YOUR INSTRUCTIONS –
Please swap "dot" for "pin" in the material from the line with "of the running" up to and including the last line, and give back only those lines with nothing else changed.

DATA TO PROCESS –
** begin **

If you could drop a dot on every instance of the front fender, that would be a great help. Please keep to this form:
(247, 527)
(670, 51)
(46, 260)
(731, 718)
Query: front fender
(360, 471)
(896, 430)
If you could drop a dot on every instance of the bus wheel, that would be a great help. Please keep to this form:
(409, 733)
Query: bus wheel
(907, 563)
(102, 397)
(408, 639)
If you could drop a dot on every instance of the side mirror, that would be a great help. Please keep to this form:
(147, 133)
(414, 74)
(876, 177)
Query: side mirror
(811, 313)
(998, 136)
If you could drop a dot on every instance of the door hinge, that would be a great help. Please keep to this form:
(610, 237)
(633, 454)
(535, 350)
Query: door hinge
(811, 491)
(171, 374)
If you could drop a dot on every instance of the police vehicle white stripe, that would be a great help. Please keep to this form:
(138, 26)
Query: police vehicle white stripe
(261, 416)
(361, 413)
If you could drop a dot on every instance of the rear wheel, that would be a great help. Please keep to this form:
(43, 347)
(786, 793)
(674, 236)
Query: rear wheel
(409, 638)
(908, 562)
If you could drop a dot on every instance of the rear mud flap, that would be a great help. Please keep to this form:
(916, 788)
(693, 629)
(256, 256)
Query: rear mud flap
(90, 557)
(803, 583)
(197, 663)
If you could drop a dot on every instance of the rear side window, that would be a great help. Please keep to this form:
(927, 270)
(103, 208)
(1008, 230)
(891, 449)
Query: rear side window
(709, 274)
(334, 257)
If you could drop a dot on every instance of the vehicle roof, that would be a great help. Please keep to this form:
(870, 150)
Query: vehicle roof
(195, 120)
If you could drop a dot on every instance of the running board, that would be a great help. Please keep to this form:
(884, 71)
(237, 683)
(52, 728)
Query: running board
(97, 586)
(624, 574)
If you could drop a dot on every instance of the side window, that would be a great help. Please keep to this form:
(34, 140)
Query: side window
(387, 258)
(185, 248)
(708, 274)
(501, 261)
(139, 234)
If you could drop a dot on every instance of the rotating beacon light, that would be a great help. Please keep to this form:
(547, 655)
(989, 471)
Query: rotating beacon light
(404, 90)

** end **

FULL ANSWER –
If you could drop a pin on every instance of the running board, that would be a great help. Please keep to this form:
(884, 71)
(237, 683)
(52, 728)
Query: running board
(97, 586)
(624, 574)
If you could drop a pin on every instance of the side window, that would be a great help. Please keep to this form:
(34, 140)
Query: side window
(387, 258)
(185, 248)
(708, 274)
(501, 261)
(139, 234)
If you could drop a pin on every instance of the rotating beacon light, that would be a great help. Please keep to this form:
(547, 655)
(989, 471)
Query: rotating beacon light
(404, 90)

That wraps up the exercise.